In her talk at Kingston University, Green Party candidate for Kingston and Surbiton, Clare Keogh, promised of no tuition fees, no student loans and a citizen’s income to cover living costs for everyone.
As part of the “Meet Your Local Candidate” scheme, initiated by Kingston’s Politics Society and KUSU’s LGBT Officer, the local Green candidate spoke to around 45 students on topics such as education, housing, minimum wage, legalising drugs and UKIP.
Keogh said: “Education should be considered a right, not a privilege. When education is bought and sold, when student are forced to pay extortion fees, education is no longer considered a right, it is considered a commodity and you are considered market consumers.”
She explained that education will be completely publicly funded, facilitated by a range of policy changes involving scrapping the UK Trident programme for nuclear weapons, more progressive taxation and reducing military expenditure.
Keogh said that the Government could save around £3 billion a year by abandoning the nuclear industry and bring in between £21 million and £43 million a year by charging a 1-2 per cent ‘wealth tax’ off the UK’s richest 1 per cent.
The 23-year-old Keogh, a former KU student who is now working for KUSU, said: “The wealth is there, it’s just all at the top. We want to bring that wealth to everyone else.”
Will fight inequalities
In line with the Greens’ hard policies to reduce social and economic inequalities, but also in line with her own financial struggles, Keogh focused a lot on the party’s plans to increase the minimum wage to £10 an hour by 2020, introducing a citizen’s income and eliminating exploitative zero hour contracts.
The citizen’s income will consist of a weekly payment of £72, given out to every citizen regardless of their circumstances and contributions.
“This means graduates can leave with no debt whatsoever,” the Green candidate said. “It will also offer security and flexibility in people’s life, and no one will be stuck in a poverty-trap.”
Another Green measure to tackle inequalities would be to provide sustainable housing through de-privatising social housing, building 500,000 social rented homes by 2020, scraping unjustified letting agents fees and introducing a rent cap.
Keogh argued: “Housing and shelter is a basic human right, yet in the UK, profit is continuously placed before people.”
On UKIP
“UKIP is not an alternative to this [the current] government, they are the very worst part of this government… on steroids,” said the young candidate, generating laughter among the crowd.
The Green candidate said she will attend the anti-UKIP demonstration taking place outside UKIP’s national conference on February 28.
She said: “The politics of UKIP is the politics of division. UKIP are interested in protecting the richest in society by beating the poorest.”

> _MATERIAL SUPPLIED_
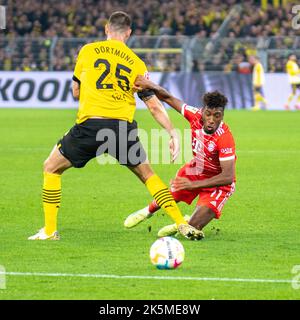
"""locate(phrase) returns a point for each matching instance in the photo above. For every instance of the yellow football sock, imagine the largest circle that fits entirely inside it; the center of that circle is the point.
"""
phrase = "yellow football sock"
(256, 100)
(51, 200)
(164, 198)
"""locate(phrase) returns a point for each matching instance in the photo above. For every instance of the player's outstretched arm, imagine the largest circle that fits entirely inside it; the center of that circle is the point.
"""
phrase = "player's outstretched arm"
(161, 116)
(141, 83)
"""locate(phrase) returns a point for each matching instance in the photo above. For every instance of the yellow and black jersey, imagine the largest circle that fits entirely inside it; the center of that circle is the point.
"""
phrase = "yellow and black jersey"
(106, 71)
(258, 75)
(293, 72)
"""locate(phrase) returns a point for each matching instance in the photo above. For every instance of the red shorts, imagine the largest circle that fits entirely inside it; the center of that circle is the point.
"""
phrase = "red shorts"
(214, 198)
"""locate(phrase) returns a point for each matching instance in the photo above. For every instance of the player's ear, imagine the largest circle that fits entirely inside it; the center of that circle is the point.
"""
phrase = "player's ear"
(128, 33)
(106, 29)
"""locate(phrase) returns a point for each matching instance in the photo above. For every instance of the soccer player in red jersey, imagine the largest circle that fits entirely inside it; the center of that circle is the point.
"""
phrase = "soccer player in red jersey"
(211, 173)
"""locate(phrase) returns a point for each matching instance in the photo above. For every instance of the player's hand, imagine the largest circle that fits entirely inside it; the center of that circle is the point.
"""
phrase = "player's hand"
(174, 147)
(180, 183)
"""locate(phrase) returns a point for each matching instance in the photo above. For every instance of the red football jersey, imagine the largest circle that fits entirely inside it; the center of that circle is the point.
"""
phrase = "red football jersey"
(208, 149)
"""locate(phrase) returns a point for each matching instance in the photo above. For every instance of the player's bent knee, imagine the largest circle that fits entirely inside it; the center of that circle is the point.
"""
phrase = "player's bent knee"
(49, 166)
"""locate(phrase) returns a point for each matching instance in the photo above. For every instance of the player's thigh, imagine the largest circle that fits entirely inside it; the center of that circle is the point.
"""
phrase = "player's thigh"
(201, 216)
(56, 162)
(143, 171)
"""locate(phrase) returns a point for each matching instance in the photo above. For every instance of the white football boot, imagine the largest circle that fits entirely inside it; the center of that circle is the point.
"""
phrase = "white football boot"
(41, 235)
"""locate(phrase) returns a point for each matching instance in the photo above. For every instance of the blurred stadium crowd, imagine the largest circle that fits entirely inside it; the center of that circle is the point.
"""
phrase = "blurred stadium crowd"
(46, 35)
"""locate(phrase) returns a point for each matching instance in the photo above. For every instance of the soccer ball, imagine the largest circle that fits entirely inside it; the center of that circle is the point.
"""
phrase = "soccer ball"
(167, 253)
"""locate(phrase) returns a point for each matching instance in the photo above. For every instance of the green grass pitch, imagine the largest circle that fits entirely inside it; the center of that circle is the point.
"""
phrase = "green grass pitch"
(258, 235)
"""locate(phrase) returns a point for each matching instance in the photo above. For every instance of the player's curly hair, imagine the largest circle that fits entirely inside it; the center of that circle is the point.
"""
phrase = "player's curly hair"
(215, 99)
(119, 21)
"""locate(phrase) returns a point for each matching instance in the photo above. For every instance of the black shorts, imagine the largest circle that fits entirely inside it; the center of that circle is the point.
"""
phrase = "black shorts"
(94, 137)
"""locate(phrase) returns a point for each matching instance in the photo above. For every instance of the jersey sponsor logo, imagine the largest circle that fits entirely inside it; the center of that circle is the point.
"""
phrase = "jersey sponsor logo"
(226, 150)
(214, 203)
(211, 146)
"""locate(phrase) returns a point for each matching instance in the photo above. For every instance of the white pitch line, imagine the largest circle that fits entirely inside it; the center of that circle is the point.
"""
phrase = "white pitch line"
(113, 276)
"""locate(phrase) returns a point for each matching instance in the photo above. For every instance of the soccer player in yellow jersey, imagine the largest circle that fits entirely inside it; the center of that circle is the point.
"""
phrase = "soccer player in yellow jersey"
(293, 72)
(103, 81)
(258, 80)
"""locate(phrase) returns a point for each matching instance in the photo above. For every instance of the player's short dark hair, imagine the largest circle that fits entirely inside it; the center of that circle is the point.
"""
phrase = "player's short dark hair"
(214, 99)
(119, 21)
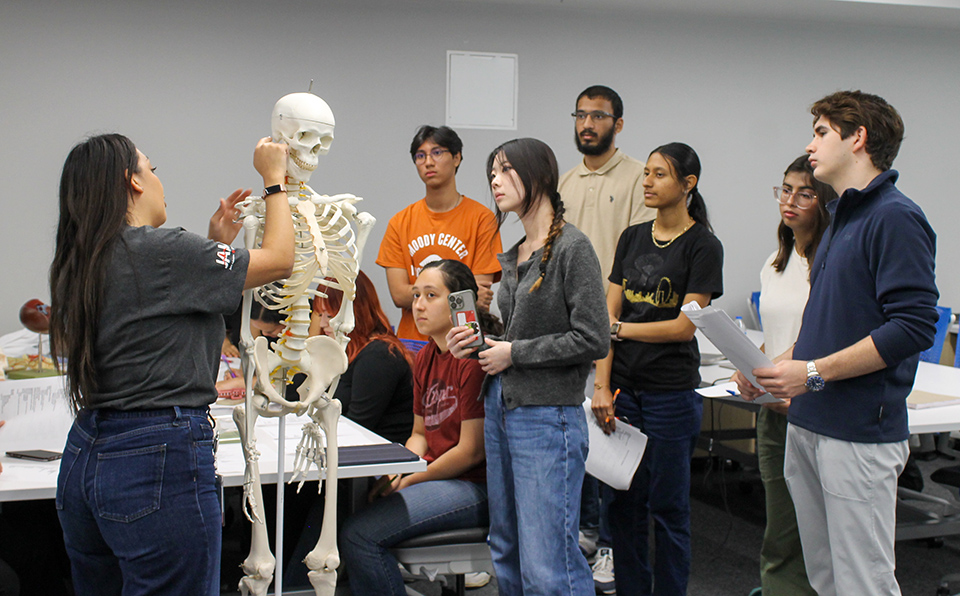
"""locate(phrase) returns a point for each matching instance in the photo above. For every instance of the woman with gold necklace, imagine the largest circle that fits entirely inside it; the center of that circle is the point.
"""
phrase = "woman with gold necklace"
(653, 368)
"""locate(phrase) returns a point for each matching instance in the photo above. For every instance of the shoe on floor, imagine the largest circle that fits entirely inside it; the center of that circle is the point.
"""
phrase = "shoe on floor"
(603, 579)
(408, 577)
(476, 580)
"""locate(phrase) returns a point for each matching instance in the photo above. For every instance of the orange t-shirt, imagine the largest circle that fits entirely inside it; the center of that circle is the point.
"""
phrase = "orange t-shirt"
(417, 236)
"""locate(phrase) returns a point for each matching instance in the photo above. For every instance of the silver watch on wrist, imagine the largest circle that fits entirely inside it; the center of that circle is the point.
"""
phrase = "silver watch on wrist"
(615, 331)
(814, 381)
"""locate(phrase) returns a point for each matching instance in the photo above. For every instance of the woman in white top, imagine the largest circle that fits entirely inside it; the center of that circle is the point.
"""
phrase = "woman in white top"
(784, 287)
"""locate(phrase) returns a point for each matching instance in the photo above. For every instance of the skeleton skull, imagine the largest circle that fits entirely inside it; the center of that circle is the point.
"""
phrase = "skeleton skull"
(305, 122)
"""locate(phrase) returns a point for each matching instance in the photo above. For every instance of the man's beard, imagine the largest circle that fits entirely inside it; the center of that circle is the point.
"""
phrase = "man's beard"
(599, 148)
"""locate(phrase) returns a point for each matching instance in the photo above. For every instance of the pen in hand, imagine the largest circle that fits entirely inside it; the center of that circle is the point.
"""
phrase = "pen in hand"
(616, 393)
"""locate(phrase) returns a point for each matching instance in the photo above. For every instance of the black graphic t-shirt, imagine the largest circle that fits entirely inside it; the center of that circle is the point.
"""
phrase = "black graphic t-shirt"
(654, 282)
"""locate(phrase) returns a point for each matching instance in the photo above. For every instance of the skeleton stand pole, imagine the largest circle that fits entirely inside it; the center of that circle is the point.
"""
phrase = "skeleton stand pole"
(278, 537)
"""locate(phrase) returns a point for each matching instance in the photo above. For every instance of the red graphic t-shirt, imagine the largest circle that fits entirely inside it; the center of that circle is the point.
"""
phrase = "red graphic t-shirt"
(446, 391)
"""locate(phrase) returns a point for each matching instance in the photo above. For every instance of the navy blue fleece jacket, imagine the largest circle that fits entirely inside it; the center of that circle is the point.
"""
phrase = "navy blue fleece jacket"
(873, 275)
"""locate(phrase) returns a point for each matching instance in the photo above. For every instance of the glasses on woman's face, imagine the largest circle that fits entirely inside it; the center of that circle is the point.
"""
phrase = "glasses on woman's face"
(436, 153)
(802, 199)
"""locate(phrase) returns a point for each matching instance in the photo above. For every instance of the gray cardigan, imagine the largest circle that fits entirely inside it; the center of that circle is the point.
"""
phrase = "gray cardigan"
(558, 330)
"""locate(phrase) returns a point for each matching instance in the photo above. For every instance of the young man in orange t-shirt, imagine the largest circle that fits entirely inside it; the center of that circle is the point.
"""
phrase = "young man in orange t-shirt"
(442, 225)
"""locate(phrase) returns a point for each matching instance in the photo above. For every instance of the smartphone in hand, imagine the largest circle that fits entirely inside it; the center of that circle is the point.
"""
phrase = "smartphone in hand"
(36, 455)
(463, 312)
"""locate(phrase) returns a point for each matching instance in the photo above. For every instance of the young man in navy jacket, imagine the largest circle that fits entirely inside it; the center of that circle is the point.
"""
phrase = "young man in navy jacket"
(871, 311)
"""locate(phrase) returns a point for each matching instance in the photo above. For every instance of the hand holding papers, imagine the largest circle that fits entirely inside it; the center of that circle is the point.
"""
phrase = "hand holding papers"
(730, 340)
(729, 392)
(613, 458)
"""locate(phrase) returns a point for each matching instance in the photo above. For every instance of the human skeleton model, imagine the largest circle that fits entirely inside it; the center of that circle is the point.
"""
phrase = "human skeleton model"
(326, 247)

> _ACTIVITY LIST_
A: According to the article on the Green candidate's Kingston University talk, how much would the weekly citizen's income payment be?
B: Carry on the article about the Green candidate's Kingston University talk, starting after its final sentence.

> _ANSWERS IN ORDER_
A: £72 a week, paid to every citizen regardless of their circumstances and contributions.

B:
Challenged by the audience
In The River’s exclusive voting poll in October, 16 per cent of Kingston students said they would vote for the Green Party, making the eco-friendly party the third biggest party on campus.
The Green candidate seemed to host plenty of support from the audience, but was challenged on how she might lack the real life experience needed to be in Parliament.
Her response, leading to applause and cheers from the crowd, was: “I have quite frankly been through a hell of a lot more than people would go through in their life time, let alone by the time they were 18, like I was.
“I’m not pretending I have all these great life experiences, but I do have an idea of poverty and I do have an idea of what it is like to depend on the NHS. I am just an ordinary person, I’m not a slick politician, and I think I have a lot of life experience which I can bring into my politics.”
Keogh was also asked how realistic it would be for the Greens to win the election.
“I’m going to be honest with you,” she said. “Are we going to get a Green Prime Minister and a Green government? No, that’s unrealistic. Do I think that we have the power to control the direction that the government goes in? Yes, absolutely.”
She added that people should not vote for the best option, but what they truly believe in, and that voting Green would help shift the entire political spectrum to the left.
Nothing bad to say
Green Party-supporter and biological sciences student Amelia Fairfield, 21, said: “She nailed it. I can’t think of anything bad.”
Fellow course-mate George Forty, 19, agreed. “I like the way she told us how the Green Party served her values instead of her serving the party’s values,” he said.
The next talk in the “Meet Your Local Candidate” series is Monday February 16 when the Conservatives’ James Berry comes to visit Penrhyn Road. You can see him talk and ask him questions from 5pm at in JG2008.